• [How to complete this task]: From the data below, copy exactly the lines that lie between the one holding "Target: dark brown bird" and the one holding "Target: glossy ibis", including both, and nothing more.

(Beginning of Data)

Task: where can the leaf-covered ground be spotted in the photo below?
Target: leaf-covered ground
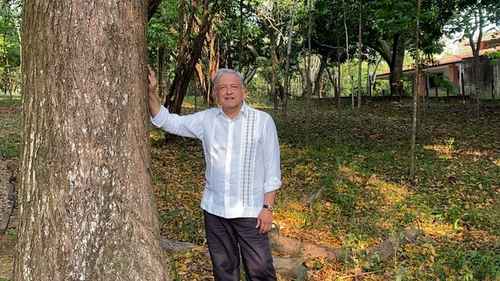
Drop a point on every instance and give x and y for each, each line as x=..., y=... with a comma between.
x=346, y=185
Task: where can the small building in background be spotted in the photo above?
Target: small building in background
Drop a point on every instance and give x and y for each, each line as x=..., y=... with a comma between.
x=455, y=74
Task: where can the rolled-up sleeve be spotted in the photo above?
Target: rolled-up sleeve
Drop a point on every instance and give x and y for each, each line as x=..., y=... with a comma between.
x=272, y=171
x=190, y=125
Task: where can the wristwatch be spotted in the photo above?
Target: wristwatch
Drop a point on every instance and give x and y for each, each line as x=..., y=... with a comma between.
x=269, y=207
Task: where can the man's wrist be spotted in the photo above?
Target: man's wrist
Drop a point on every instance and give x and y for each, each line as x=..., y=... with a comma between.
x=268, y=207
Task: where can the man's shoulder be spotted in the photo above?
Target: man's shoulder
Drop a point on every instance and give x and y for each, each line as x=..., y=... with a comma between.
x=207, y=112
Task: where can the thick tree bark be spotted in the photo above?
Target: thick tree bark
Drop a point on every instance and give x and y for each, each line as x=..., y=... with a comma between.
x=86, y=205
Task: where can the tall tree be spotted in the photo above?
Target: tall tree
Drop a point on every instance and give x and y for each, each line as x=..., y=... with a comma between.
x=86, y=206
x=469, y=22
x=194, y=18
x=416, y=92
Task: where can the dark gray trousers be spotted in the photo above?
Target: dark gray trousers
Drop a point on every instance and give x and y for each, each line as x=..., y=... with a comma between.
x=227, y=238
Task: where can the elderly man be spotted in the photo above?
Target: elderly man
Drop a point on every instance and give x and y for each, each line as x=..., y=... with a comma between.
x=242, y=175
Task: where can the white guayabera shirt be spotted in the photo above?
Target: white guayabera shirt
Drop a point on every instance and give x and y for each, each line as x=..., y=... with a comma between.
x=241, y=155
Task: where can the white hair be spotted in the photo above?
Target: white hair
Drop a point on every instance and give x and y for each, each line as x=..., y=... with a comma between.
x=223, y=71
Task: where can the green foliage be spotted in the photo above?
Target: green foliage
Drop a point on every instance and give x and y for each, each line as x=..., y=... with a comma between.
x=10, y=57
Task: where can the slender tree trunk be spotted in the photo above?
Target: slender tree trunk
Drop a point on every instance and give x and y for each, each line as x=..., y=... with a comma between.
x=347, y=52
x=396, y=66
x=161, y=60
x=308, y=61
x=86, y=206
x=318, y=81
x=189, y=54
x=287, y=64
x=274, y=71
x=339, y=83
x=415, y=99
x=360, y=46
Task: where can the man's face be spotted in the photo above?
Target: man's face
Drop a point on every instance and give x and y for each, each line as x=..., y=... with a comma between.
x=229, y=91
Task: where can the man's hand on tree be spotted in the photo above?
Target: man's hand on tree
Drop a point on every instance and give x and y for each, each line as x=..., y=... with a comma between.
x=154, y=100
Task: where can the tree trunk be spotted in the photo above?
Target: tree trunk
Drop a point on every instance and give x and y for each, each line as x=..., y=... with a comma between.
x=274, y=71
x=86, y=208
x=318, y=81
x=360, y=47
x=287, y=64
x=396, y=67
x=161, y=61
x=415, y=100
x=188, y=57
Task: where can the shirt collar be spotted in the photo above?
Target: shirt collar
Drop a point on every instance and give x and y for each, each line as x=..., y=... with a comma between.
x=243, y=110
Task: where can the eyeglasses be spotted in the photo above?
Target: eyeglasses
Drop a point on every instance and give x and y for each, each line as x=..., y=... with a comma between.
x=229, y=86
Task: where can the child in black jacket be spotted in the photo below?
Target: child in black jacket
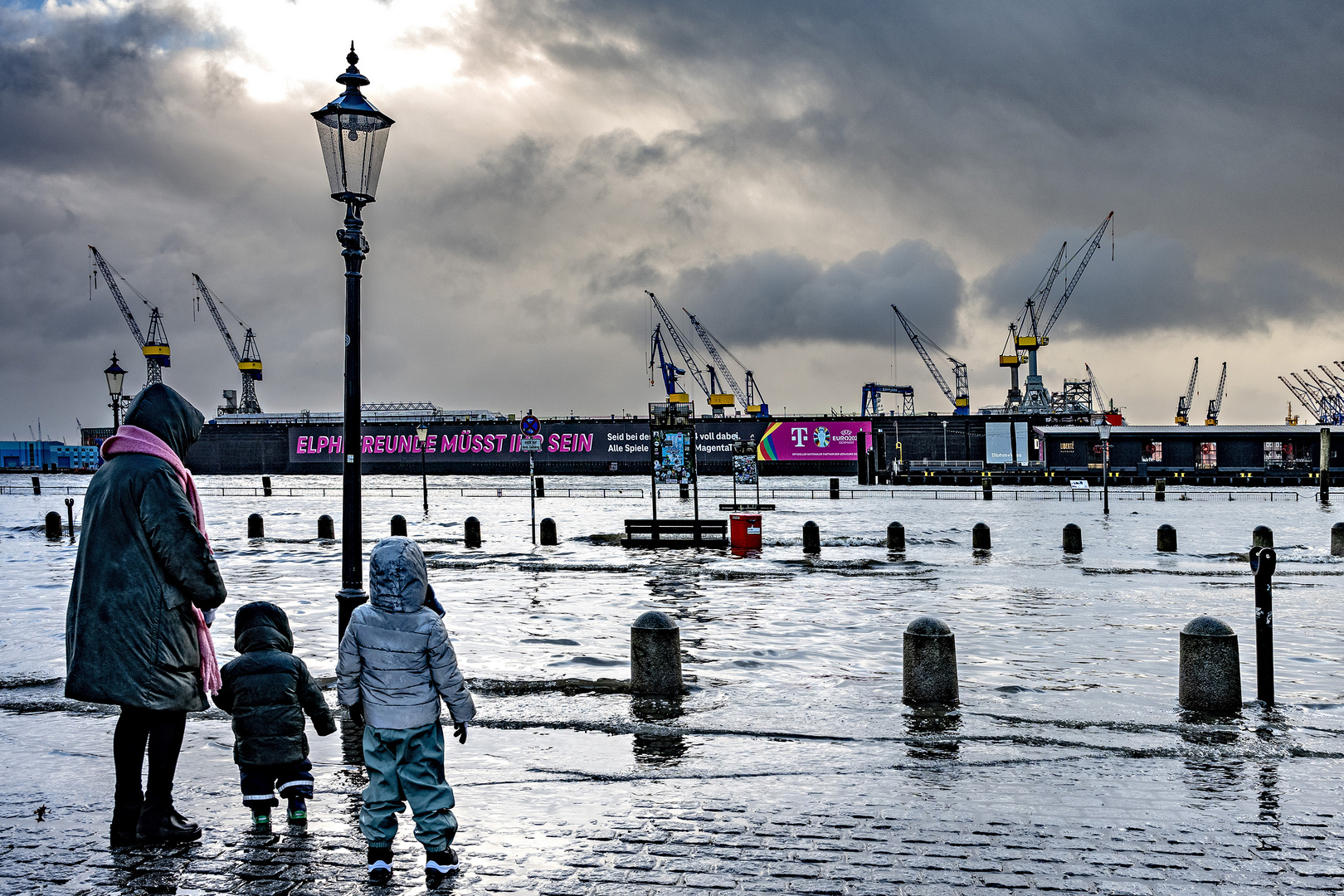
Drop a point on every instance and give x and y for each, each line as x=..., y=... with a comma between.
x=266, y=691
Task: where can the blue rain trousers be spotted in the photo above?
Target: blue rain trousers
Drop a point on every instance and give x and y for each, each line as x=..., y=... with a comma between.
x=407, y=765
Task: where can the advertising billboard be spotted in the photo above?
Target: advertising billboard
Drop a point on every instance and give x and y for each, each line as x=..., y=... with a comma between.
x=813, y=441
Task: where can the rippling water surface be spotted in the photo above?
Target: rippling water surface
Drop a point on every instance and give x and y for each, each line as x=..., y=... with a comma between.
x=1057, y=655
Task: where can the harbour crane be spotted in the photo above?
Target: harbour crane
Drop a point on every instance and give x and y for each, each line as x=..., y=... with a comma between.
x=670, y=371
x=962, y=399
x=749, y=397
x=1185, y=401
x=158, y=355
x=1215, y=403
x=249, y=363
x=1038, y=397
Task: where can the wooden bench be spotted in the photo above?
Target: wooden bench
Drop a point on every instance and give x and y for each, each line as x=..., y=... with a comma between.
x=675, y=533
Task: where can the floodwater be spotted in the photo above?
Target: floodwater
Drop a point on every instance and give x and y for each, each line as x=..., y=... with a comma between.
x=796, y=661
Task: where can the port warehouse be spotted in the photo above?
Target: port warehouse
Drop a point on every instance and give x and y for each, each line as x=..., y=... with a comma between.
x=906, y=450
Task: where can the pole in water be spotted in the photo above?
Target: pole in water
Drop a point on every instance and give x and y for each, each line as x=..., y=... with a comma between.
x=895, y=538
x=655, y=655
x=811, y=538
x=980, y=536
x=1262, y=564
x=1210, y=666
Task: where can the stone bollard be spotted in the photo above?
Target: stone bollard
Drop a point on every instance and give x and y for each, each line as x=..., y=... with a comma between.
x=895, y=538
x=811, y=538
x=980, y=536
x=1210, y=666
x=930, y=663
x=655, y=655
x=1262, y=536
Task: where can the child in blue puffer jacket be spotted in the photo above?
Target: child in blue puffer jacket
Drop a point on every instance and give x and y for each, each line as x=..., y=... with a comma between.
x=396, y=664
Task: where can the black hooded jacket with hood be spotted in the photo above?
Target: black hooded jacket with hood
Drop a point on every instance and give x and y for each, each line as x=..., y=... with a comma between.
x=130, y=631
x=268, y=689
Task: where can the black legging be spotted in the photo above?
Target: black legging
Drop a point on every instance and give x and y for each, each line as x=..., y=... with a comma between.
x=160, y=731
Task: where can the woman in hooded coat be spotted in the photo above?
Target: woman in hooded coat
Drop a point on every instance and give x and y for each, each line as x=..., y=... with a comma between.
x=134, y=633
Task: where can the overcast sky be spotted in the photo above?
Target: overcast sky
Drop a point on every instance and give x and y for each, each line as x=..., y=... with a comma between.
x=784, y=171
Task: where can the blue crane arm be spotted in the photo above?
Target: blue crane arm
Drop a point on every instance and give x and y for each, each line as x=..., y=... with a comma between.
x=219, y=321
x=680, y=345
x=1069, y=290
x=923, y=353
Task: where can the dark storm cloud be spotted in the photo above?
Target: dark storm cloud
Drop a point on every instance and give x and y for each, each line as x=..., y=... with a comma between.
x=769, y=297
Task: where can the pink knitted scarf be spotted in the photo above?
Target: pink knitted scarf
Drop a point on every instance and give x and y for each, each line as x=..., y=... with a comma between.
x=132, y=440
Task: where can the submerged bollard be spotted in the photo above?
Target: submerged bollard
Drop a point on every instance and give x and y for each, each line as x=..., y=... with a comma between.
x=895, y=536
x=980, y=536
x=1210, y=666
x=655, y=655
x=811, y=538
x=929, y=663
x=1262, y=536
x=1262, y=564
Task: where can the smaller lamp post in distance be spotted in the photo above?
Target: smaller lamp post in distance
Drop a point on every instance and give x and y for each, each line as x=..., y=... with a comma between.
x=422, y=437
x=1103, y=431
x=114, y=377
x=353, y=137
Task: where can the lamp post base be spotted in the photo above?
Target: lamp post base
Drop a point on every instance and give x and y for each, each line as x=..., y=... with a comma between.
x=346, y=602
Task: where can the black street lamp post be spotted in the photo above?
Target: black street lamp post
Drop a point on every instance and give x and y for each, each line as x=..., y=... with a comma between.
x=114, y=377
x=353, y=137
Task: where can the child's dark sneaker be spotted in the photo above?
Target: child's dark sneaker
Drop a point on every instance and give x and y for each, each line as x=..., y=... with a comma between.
x=379, y=864
x=440, y=865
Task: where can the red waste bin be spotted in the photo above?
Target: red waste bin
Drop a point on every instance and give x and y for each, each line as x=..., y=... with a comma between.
x=745, y=531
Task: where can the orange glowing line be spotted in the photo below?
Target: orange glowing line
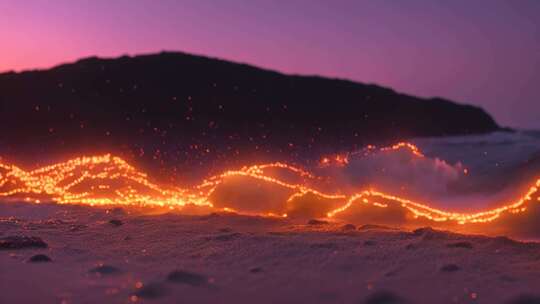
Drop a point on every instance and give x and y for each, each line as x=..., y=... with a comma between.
x=60, y=182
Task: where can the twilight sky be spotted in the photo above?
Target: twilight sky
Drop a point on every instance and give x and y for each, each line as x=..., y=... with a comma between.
x=480, y=52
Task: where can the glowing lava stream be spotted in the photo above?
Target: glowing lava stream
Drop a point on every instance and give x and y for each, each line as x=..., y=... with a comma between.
x=60, y=182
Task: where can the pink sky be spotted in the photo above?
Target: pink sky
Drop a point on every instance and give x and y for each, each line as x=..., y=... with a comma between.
x=482, y=52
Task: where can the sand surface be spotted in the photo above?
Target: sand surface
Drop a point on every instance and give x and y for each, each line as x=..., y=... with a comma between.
x=228, y=258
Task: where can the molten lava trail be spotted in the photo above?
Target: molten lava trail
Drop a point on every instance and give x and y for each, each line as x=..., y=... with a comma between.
x=109, y=180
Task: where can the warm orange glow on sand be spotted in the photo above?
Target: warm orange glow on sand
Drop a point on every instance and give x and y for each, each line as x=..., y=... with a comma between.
x=109, y=180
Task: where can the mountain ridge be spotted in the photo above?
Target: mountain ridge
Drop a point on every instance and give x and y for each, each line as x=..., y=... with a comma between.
x=182, y=108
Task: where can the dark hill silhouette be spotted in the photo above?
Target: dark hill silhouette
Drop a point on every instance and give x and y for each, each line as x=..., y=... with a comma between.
x=184, y=110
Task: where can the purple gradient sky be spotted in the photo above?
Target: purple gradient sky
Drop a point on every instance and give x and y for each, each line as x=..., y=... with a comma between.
x=481, y=52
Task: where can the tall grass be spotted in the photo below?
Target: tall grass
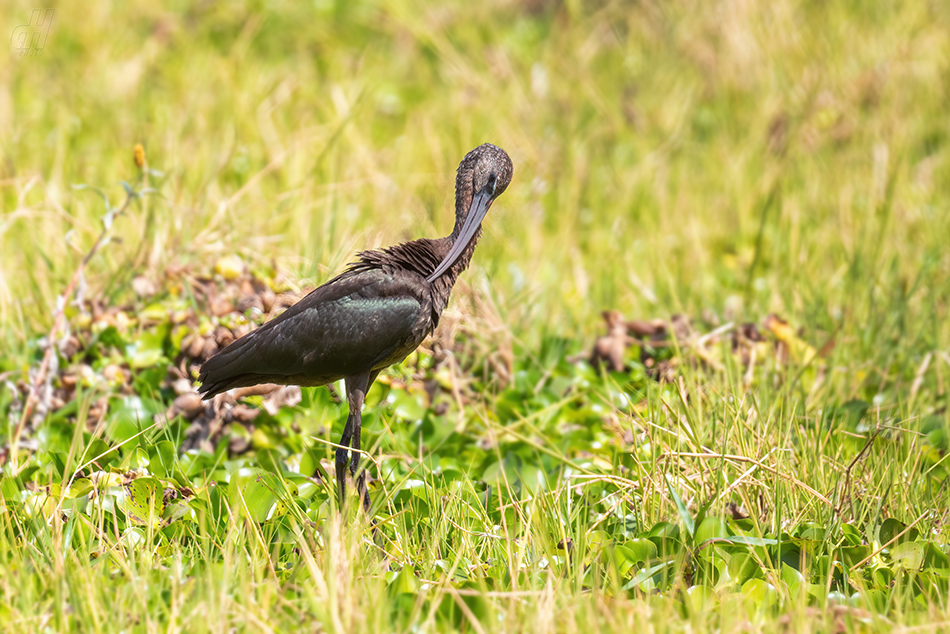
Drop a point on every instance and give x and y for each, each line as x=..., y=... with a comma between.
x=736, y=159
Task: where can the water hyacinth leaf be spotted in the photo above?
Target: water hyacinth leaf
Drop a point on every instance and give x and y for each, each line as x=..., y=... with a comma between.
x=908, y=555
x=255, y=490
x=142, y=502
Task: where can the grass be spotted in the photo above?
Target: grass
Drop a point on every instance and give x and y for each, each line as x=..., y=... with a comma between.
x=733, y=160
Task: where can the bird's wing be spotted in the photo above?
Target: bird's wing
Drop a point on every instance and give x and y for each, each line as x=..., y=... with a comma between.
x=352, y=324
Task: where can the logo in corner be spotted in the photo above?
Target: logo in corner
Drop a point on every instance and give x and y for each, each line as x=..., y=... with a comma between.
x=29, y=39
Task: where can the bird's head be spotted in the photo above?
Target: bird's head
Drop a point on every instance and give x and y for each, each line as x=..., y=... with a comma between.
x=483, y=175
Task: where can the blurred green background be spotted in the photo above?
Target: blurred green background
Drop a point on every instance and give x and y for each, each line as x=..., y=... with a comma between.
x=740, y=157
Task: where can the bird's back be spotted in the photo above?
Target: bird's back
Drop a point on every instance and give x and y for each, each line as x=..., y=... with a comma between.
x=365, y=319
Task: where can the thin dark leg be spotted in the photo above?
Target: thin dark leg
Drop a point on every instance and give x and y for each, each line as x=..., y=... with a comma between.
x=357, y=430
x=341, y=456
x=356, y=387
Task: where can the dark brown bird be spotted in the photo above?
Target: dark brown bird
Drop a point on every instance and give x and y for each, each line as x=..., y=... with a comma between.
x=369, y=317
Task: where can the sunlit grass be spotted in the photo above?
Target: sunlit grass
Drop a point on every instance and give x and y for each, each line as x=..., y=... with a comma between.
x=729, y=160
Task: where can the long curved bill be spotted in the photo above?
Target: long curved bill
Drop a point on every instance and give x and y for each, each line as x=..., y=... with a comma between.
x=476, y=213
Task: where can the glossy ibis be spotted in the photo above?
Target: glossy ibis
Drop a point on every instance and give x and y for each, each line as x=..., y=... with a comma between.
x=369, y=317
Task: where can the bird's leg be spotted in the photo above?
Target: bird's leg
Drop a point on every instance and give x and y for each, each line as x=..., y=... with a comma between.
x=356, y=387
x=361, y=488
x=341, y=454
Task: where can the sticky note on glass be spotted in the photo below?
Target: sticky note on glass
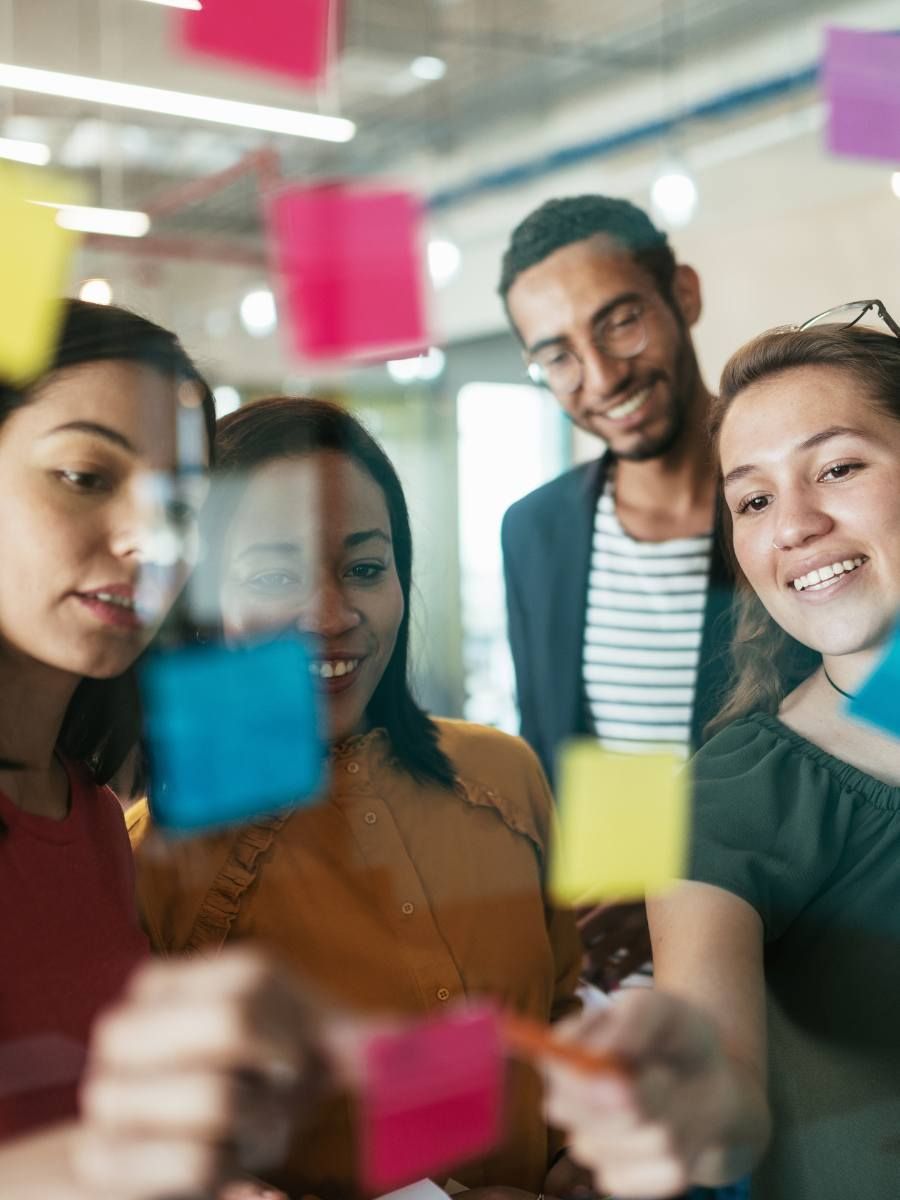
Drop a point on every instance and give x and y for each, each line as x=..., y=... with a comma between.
x=349, y=268
x=623, y=825
x=289, y=37
x=861, y=73
x=35, y=256
x=431, y=1097
x=877, y=701
x=233, y=733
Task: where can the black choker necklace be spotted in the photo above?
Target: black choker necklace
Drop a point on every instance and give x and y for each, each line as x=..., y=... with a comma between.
x=835, y=685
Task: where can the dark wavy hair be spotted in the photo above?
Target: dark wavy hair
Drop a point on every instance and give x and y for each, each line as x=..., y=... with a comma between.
x=102, y=723
x=282, y=427
x=768, y=663
x=561, y=222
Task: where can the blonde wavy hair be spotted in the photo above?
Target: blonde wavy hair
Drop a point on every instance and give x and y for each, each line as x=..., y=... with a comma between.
x=767, y=663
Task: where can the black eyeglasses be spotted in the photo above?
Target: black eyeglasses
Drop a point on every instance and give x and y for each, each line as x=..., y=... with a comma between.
x=849, y=315
x=622, y=334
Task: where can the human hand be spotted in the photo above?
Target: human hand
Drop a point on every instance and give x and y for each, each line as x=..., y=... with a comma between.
x=617, y=941
x=196, y=1074
x=642, y=1132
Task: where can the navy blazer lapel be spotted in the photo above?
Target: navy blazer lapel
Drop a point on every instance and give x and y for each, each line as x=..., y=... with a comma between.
x=574, y=522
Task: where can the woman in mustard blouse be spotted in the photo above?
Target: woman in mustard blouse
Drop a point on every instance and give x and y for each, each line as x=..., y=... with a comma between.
x=418, y=881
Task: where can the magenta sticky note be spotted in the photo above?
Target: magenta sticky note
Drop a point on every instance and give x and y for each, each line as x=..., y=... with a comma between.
x=432, y=1097
x=861, y=73
x=291, y=37
x=349, y=270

(End of Data)

• [Solution to this exercise]:
Target: dark brown bird
Drop a point on every instance and give x and y for each, each line as x=..., y=... with a comma between.
x=369, y=317
Task: where can the sunlit grass be spotted in the photo above?
Target: sunlit grass
Drop a point on every instance and give x and y for each, each line as x=..., y=... with a comma between.
x=729, y=160
Task: where can the long curved bill be spotted in the photo above?
Target: long curved bill
Drop a point on every instance and give x and y for each, each line as x=..., y=... with a comma between.
x=476, y=213
Task: where can the glossy ibis be spotted in the photo above?
Target: glossy ibis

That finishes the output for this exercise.